[[ SUPPLIED MATERIAL, beginning ]]

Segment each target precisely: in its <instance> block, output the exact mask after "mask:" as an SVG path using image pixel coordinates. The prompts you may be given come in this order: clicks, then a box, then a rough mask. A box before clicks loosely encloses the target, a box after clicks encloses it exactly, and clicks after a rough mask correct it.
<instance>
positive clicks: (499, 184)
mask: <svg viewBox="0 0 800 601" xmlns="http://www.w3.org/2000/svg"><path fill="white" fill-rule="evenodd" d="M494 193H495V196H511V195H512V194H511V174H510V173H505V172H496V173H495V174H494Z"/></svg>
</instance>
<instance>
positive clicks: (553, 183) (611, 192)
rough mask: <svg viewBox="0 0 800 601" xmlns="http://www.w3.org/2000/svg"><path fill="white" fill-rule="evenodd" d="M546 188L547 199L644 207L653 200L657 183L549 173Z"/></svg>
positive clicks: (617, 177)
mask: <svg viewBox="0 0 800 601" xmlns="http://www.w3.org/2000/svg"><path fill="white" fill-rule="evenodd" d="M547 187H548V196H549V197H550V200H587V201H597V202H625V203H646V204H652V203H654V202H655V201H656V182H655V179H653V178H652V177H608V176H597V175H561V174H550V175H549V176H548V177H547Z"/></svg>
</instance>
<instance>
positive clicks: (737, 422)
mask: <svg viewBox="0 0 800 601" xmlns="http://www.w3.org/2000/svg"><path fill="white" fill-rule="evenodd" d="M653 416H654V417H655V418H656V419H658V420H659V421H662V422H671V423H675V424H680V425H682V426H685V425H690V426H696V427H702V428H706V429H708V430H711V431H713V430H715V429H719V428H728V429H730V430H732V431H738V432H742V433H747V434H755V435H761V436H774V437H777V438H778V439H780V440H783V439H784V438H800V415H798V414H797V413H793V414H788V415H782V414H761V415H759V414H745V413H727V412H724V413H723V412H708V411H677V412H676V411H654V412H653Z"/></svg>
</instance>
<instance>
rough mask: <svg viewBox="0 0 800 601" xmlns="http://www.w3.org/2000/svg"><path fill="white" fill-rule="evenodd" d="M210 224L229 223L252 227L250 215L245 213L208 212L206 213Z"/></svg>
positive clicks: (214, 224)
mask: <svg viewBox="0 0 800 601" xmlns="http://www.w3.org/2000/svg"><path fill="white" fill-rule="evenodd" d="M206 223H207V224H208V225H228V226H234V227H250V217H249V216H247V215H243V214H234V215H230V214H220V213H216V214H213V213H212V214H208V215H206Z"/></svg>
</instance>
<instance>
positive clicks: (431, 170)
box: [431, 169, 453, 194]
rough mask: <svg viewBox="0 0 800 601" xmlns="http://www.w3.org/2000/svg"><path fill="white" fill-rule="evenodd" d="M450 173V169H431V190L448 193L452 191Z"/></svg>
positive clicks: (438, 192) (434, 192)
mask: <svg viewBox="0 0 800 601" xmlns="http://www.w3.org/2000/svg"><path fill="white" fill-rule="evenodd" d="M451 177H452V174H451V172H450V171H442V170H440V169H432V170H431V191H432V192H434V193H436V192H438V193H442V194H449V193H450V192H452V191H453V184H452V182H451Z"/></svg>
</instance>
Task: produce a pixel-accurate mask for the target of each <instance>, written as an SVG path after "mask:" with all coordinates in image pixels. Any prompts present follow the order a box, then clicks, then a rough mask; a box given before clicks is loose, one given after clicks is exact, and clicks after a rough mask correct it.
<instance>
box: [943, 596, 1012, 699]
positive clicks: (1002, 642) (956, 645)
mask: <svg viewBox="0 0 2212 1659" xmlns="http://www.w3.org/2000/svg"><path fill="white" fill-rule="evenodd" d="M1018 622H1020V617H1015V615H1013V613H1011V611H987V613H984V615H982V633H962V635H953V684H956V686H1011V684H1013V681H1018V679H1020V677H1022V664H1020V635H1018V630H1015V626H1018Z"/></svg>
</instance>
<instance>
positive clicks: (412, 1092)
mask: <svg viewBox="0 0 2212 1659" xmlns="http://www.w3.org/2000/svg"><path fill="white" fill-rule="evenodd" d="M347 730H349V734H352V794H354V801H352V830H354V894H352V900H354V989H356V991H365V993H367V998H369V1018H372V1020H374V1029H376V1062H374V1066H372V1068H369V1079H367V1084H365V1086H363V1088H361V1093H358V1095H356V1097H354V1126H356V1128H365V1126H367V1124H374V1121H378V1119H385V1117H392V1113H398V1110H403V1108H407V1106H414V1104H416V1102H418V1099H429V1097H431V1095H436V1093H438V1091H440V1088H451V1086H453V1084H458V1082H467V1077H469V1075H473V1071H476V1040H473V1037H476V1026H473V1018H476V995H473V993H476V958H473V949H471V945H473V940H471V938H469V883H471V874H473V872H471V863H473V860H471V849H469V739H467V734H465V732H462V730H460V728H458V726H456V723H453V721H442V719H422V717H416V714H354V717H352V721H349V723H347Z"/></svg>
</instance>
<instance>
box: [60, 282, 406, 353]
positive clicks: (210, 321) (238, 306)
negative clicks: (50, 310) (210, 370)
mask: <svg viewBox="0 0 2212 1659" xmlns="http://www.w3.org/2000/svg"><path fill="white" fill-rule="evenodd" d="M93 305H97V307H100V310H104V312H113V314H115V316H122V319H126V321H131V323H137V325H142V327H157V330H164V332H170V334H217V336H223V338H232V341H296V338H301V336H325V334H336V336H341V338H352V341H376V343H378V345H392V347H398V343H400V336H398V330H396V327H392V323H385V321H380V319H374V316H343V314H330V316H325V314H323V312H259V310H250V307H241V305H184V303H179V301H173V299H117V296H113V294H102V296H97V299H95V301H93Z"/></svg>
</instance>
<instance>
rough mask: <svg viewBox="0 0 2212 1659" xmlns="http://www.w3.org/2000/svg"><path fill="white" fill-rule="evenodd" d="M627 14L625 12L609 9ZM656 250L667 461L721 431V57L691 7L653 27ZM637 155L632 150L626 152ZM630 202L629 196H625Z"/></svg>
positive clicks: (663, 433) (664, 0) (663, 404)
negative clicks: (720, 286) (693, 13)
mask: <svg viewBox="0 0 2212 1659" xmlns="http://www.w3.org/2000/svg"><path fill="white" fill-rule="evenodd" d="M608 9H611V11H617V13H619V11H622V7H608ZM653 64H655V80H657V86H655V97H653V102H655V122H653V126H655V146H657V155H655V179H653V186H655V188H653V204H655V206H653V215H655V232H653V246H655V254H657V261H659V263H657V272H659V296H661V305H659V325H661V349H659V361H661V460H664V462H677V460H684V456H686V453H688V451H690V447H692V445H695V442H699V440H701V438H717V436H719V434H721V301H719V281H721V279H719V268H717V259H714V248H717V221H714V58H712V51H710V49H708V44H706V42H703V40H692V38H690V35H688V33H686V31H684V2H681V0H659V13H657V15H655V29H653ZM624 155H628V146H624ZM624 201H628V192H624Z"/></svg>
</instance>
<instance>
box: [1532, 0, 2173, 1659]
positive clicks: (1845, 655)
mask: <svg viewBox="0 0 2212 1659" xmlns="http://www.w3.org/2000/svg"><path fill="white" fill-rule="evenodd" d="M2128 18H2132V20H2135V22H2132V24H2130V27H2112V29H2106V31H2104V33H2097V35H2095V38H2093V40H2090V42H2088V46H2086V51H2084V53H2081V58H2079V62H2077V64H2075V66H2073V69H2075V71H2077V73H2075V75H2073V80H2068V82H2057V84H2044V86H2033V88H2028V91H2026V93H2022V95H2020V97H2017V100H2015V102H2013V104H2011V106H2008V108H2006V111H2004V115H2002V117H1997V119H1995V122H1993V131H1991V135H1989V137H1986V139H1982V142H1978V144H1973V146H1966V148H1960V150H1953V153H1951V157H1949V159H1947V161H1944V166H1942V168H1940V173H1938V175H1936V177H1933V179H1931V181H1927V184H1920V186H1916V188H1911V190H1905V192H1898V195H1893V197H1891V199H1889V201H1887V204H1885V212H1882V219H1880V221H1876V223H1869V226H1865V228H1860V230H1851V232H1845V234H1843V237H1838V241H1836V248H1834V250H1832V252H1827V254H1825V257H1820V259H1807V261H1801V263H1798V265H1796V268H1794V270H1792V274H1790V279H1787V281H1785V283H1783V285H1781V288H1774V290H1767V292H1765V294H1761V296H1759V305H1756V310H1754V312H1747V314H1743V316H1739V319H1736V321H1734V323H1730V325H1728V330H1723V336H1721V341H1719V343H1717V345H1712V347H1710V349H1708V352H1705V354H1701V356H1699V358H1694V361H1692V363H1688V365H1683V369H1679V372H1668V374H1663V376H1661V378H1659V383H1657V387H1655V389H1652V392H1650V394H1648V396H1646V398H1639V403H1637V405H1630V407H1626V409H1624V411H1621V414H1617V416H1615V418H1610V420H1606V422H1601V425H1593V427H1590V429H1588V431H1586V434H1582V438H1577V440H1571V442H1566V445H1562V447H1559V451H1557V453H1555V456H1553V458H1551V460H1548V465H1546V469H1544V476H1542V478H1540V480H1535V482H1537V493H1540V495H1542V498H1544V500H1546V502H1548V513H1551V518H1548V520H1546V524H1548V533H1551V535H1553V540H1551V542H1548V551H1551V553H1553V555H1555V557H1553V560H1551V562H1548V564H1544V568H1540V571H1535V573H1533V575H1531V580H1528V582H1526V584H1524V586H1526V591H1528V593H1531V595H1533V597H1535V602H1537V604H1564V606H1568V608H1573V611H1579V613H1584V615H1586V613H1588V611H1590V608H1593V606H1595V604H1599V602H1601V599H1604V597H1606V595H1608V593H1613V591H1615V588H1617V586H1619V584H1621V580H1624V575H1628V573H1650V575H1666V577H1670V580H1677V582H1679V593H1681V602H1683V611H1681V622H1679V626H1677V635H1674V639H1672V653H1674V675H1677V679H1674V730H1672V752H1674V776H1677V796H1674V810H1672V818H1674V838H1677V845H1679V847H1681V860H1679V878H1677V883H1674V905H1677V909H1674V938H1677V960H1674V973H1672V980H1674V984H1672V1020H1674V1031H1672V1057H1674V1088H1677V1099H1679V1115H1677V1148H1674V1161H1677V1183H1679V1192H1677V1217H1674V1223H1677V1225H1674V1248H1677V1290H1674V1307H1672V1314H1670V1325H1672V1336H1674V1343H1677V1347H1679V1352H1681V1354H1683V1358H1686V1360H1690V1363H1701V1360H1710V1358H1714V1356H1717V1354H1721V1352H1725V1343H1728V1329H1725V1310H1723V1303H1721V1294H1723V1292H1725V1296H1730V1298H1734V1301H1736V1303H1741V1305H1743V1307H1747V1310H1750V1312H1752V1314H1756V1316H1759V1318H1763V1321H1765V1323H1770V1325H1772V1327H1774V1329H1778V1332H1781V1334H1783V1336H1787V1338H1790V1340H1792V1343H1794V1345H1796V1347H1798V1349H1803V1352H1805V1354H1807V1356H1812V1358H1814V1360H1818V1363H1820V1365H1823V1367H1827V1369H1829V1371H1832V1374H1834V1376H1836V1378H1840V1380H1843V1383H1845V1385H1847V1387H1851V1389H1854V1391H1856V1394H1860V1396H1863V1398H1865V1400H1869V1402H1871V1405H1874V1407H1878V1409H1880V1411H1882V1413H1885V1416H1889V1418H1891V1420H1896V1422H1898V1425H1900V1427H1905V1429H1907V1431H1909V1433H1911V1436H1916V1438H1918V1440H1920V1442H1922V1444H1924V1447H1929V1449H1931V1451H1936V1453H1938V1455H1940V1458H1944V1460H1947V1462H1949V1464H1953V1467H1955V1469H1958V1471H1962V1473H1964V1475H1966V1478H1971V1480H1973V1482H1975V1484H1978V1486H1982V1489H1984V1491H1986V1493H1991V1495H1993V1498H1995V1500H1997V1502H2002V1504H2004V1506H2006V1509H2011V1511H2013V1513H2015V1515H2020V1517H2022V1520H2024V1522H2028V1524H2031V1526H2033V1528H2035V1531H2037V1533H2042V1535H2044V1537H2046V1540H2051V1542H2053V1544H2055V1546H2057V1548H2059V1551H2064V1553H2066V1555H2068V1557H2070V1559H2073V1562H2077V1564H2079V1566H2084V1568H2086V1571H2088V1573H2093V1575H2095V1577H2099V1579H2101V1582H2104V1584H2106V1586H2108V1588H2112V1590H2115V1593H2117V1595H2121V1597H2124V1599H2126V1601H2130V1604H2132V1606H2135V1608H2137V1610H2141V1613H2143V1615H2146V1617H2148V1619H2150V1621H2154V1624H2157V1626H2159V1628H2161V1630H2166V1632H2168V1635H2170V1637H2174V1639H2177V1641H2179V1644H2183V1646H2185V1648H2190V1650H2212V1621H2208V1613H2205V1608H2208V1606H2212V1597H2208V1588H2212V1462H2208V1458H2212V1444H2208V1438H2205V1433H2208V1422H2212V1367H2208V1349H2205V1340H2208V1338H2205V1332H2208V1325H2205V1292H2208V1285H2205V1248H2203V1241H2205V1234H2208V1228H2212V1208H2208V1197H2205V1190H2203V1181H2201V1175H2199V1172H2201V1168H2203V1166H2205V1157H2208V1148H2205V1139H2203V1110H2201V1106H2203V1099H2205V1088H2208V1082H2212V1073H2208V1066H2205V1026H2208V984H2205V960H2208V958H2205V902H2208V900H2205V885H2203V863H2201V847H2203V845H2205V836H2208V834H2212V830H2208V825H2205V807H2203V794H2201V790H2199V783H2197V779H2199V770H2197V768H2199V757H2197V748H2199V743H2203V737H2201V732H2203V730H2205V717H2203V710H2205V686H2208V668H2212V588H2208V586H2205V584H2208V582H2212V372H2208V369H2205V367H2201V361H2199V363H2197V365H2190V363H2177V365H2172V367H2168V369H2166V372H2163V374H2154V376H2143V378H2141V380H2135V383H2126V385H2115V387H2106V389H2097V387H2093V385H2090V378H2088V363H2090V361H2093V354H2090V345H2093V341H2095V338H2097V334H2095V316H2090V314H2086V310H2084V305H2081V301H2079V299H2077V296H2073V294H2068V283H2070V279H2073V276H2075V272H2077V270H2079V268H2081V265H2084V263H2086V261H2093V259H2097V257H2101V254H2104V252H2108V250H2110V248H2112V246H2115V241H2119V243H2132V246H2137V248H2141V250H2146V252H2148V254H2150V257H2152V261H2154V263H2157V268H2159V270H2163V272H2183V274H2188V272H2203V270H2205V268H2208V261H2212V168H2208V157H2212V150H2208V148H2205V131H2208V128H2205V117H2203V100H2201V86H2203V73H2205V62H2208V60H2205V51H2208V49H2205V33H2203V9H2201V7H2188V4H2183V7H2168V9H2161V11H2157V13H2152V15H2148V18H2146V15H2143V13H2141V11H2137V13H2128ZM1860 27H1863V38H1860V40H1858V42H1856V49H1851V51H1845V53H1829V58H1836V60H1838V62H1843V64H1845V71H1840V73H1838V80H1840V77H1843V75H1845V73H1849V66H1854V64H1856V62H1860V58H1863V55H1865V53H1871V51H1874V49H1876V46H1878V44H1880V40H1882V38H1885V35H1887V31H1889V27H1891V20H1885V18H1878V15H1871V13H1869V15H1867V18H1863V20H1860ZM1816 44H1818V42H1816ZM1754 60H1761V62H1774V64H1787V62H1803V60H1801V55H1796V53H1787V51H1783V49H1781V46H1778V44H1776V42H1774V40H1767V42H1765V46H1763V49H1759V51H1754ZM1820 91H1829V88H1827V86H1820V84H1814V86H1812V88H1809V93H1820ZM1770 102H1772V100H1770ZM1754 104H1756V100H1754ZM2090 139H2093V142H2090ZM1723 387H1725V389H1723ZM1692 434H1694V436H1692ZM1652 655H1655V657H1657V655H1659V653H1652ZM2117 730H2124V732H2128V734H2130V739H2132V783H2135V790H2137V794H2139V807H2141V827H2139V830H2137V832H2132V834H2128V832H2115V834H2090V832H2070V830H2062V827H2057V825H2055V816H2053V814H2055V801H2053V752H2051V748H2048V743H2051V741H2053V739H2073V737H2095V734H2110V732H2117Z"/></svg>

[[ SUPPLIED MATERIAL, end ]]

**EXERCISE INSTRUCTIONS**
Counting case-sensitively, how many lines of the entries above contain the string "exact"? Reply with the number alone.

**RESULT**
2